• [How to complete this task]
Copy the records below line for line, but leave the pictures out of your copy.

START Material provided

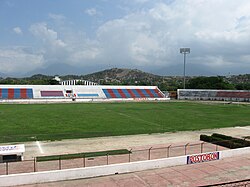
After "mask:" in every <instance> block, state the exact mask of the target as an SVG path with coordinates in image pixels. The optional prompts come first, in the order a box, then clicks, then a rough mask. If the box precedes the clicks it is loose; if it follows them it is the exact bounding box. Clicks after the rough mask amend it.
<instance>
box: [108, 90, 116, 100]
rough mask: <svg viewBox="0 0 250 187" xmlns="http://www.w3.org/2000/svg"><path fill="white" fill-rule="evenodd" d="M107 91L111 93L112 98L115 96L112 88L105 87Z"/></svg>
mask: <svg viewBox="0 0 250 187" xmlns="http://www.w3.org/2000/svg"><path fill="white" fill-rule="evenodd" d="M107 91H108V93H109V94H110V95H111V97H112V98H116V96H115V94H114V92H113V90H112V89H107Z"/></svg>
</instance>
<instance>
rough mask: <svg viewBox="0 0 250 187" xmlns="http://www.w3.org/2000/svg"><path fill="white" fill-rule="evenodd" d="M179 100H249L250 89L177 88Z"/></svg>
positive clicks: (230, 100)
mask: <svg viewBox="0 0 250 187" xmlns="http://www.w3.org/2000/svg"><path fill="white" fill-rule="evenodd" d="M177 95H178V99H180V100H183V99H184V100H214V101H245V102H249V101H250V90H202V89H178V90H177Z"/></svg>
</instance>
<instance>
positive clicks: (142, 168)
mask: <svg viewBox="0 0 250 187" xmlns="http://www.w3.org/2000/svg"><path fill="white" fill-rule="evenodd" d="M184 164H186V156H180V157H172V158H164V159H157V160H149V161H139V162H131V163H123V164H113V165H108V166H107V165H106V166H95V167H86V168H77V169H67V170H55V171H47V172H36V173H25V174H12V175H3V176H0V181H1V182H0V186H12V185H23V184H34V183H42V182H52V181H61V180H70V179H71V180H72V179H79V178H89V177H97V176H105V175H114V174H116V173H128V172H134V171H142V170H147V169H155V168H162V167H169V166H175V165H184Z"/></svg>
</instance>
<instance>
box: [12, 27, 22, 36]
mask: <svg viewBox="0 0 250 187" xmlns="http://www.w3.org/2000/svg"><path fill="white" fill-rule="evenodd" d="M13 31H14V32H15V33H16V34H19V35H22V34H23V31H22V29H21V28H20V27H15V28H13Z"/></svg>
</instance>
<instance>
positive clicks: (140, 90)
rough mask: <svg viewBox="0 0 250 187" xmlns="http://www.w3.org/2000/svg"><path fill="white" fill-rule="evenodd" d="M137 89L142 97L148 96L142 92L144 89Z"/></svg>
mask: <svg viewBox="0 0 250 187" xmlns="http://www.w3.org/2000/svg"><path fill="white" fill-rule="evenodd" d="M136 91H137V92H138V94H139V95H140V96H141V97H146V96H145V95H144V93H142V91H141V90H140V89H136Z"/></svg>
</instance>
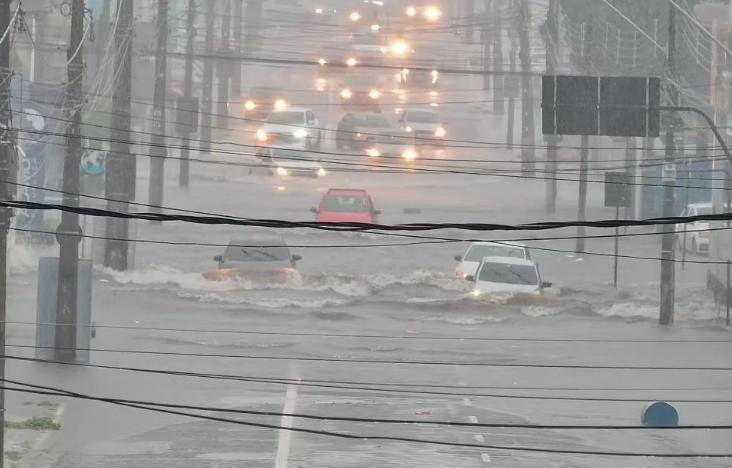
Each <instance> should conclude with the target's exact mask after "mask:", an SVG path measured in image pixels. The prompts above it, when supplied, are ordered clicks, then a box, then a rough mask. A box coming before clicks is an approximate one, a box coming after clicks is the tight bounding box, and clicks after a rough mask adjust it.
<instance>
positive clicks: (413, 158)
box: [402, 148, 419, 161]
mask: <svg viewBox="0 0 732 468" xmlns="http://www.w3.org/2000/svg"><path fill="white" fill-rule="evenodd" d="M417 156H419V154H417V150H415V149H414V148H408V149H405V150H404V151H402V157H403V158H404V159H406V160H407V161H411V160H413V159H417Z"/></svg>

END Material provided

• [Your solution]
After "mask:" in every <instance> block, state the exact mask of the target as an SVG path with coordinates in image pixels. The optional prompts come first, in the order a box, then clicks, then a rough mask. If the box precedes the clicks it is loose; if it follows them it is the exact bounding box. Clicks after the rough mask amend it.
<instance>
box: [108, 90, 116, 100]
rough mask: <svg viewBox="0 0 250 187" xmlns="http://www.w3.org/2000/svg"><path fill="white" fill-rule="evenodd" d="M107 91L111 93L112 98L115 96L112 88L105 87Z"/></svg>
mask: <svg viewBox="0 0 250 187" xmlns="http://www.w3.org/2000/svg"><path fill="white" fill-rule="evenodd" d="M107 91H108V93H109V94H110V95H111V97H112V98H116V96H115V94H114V92H113V90H112V89H107Z"/></svg>
</instance>
<instance>
rough mask: <svg viewBox="0 0 250 187" xmlns="http://www.w3.org/2000/svg"><path fill="white" fill-rule="evenodd" d="M179 100H249L250 89L177 88Z"/></svg>
positive clicks: (230, 100)
mask: <svg viewBox="0 0 250 187" xmlns="http://www.w3.org/2000/svg"><path fill="white" fill-rule="evenodd" d="M177 95H178V99H180V100H183V99H184V100H214V101H245V102H249V101H250V90H202V89H178V90H177Z"/></svg>
</instance>
<instance>
positive clicks: (142, 168)
mask: <svg viewBox="0 0 250 187" xmlns="http://www.w3.org/2000/svg"><path fill="white" fill-rule="evenodd" d="M184 164H186V156H180V157H172V158H164V159H157V160H149V161H139V162H131V163H123V164H113V165H108V166H107V165H106V166H95V167H86V168H77V169H67V170H55V171H47V172H36V173H25V174H12V175H3V176H0V181H1V182H0V186H12V185H23V184H34V183H42V182H52V181H61V180H70V179H71V180H72V179H79V178H89V177H97V176H105V175H114V174H116V173H128V172H134V171H142V170H147V169H155V168H162V167H169V166H175V165H184Z"/></svg>
</instance>
<instance>
box: [12, 27, 22, 36]
mask: <svg viewBox="0 0 250 187" xmlns="http://www.w3.org/2000/svg"><path fill="white" fill-rule="evenodd" d="M13 31H14V32H15V33H16V34H19V35H22V34H23V31H22V29H21V28H20V27H15V28H13Z"/></svg>
</instance>
<instance>
positive clicks: (140, 90)
rough mask: <svg viewBox="0 0 250 187" xmlns="http://www.w3.org/2000/svg"><path fill="white" fill-rule="evenodd" d="M137 89L142 97L148 96L142 92L144 89Z"/></svg>
mask: <svg viewBox="0 0 250 187" xmlns="http://www.w3.org/2000/svg"><path fill="white" fill-rule="evenodd" d="M136 91H137V92H138V94H139V95H140V96H141V97H146V96H145V95H144V93H142V91H141V90H140V89H136Z"/></svg>
</instance>
Each <instance> should conclude with the target's exact mask after "mask:", an SVG path measured in image pixels. The prompts above it, when supplied, are ordered clicks, then a box, then a rough mask. A box coming before clicks is an approximate one, a box coming after clicks is the tight bounding box, and clicks after a rough mask adjust it.
<instance>
positive clicks: (413, 158)
box: [402, 148, 419, 161]
mask: <svg viewBox="0 0 732 468" xmlns="http://www.w3.org/2000/svg"><path fill="white" fill-rule="evenodd" d="M417 156H419V154H417V150H415V149H414V148H408V149H405V150H404V151H402V157H403V158H404V159H406V160H407V161H411V160H413V159H417Z"/></svg>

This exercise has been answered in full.